#### [Passage shown]

==============================

Could DNA microcircles help with catching cancer early?

Cancer can have vast physical impacts on a person, particularly at its later stages. Advanced forms of cancer often make working an impossibility and sometimes leave a person facing a terrifying reality that their lifespan may be significantly shortened.

One would hope that when a person is in the scary and harrowing battle against advanced cancer, they wouldn’t also have to face financial difficulties. Unfortunately, some cancer sufferers do due to the medical bills and loss of work that can come from cancer. For cancer sufferers who meet the benefits eligibility requirements, SSD benefits can sometimes help cut down on the financial pressure they are facing.

One thing that can sometimes help reduce a cancer’s impacts is the cancer getting caught early so a person has a chance to receive treatment for the cancer before it has the chance to develop into a more advanced stage. Unfortunately, given the currently available cancer diagnosis tools, early detection of cancer often isn’t a very easy thing.

That’s what makes a recent study notable. The study indicates that a type of customized genetic construct could possibly help with the early detection of cancer.

The constructs are DNA microcircles. The microcircles are designed to force tumors to produce a protein, called SEAP, that tumors don’t normally produce. Thus, the hope is that if you put these microcircles into an organism, you could tell whether or not the organism has cancer by whether SEAP starts showing up in the organism’s blood.

==============================

#### [Supplied information]

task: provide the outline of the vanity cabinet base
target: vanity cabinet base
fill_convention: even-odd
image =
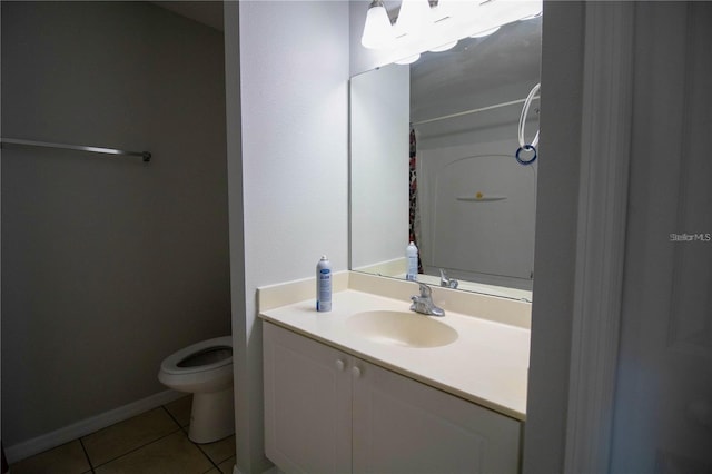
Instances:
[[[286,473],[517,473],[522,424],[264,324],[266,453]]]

==============================

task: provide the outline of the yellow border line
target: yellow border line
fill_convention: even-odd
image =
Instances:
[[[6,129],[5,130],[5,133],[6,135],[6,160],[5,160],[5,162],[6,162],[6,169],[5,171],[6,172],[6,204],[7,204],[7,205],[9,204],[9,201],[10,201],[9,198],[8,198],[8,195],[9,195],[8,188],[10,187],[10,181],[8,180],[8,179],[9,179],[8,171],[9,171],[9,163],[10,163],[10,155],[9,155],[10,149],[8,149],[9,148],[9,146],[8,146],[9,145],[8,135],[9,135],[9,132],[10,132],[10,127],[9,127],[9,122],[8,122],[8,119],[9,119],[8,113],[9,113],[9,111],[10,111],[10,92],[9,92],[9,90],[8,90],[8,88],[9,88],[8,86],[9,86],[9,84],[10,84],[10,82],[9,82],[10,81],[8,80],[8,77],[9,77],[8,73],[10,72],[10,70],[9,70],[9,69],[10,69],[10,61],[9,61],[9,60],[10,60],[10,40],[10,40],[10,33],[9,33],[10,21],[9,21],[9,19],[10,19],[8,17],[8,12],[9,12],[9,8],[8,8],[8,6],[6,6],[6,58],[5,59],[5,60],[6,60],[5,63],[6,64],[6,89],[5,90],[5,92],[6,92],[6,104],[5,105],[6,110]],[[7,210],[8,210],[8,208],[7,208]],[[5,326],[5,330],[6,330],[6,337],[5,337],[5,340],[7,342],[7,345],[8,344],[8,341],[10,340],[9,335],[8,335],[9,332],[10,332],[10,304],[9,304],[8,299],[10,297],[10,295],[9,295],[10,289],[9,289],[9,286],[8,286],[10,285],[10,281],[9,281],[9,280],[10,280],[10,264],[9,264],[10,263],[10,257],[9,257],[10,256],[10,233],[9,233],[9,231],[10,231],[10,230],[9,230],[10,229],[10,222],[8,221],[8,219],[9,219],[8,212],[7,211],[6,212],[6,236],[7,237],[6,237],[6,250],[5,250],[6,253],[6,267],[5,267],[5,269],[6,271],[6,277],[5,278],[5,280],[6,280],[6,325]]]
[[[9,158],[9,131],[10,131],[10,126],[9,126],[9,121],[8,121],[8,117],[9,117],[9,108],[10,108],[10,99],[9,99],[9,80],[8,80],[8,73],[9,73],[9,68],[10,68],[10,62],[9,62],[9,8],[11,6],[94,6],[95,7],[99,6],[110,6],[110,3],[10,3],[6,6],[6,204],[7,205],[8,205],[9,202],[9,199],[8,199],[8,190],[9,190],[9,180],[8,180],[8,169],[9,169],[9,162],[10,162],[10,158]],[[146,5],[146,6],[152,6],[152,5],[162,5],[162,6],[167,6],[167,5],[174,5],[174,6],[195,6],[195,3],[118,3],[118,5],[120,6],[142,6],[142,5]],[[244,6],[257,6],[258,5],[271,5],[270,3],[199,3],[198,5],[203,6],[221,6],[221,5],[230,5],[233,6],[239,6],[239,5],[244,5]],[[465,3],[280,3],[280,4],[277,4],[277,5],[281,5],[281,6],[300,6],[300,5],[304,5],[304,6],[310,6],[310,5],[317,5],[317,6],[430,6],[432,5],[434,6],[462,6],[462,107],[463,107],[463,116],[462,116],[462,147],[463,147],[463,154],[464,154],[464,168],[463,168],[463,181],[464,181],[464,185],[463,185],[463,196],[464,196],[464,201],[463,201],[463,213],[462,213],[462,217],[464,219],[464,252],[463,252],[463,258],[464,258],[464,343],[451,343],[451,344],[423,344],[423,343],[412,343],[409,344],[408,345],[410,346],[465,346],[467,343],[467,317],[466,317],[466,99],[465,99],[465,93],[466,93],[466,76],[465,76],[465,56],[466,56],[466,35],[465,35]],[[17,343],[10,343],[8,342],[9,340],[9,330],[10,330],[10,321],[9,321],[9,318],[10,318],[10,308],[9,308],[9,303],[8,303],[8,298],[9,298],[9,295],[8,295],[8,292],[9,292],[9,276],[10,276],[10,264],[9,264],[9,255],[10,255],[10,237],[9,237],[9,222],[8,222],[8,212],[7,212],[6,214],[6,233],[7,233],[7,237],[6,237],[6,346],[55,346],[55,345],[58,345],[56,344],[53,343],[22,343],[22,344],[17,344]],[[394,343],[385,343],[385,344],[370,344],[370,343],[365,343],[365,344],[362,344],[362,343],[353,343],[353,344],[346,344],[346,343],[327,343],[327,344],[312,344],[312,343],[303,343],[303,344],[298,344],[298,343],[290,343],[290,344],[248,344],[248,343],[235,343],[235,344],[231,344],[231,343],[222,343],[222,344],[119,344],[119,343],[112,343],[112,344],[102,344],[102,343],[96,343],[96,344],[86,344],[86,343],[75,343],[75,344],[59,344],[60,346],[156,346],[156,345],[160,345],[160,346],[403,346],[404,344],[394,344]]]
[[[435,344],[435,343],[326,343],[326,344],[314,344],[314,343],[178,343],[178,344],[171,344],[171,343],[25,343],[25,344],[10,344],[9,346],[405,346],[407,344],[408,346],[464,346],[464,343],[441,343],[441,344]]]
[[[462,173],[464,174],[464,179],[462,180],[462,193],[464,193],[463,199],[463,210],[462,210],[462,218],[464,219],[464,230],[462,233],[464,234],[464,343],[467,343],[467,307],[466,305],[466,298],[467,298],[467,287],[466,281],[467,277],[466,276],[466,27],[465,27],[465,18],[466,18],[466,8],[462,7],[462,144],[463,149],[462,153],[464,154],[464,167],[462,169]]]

==============================

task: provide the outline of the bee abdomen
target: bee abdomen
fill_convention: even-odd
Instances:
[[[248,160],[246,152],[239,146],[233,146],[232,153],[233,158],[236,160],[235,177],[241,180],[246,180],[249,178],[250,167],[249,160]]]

==============================

#### [Task instructions]
Pick up the article on DNA microcircles and early cancer detection right after its last sentence and continue it. The items come from a different source than the passage above them.

#### [Response to the exercise]
The study involved injecting mice with the DNA microcircles and then testing their blood. Some of the mice had tumors, while others did not. In the blood tests, the researchers did not find SEAP in the samples of the tumor-free rats, but did find SEAP in the samples of the rats that had tumors. This indicates that DNA microcircles could potentially have cancer-detecting applications.

Researchers hope that a diagnostic test for cancer using pills with the microcircles and blood tests could ultimately be developed for humans and that such a test could help with the early detection of a variety of different types of cancer. Of course, one of the things that would need to be determined before such a test could be developed is whether the microcircles would even work in humans the way they did in mice.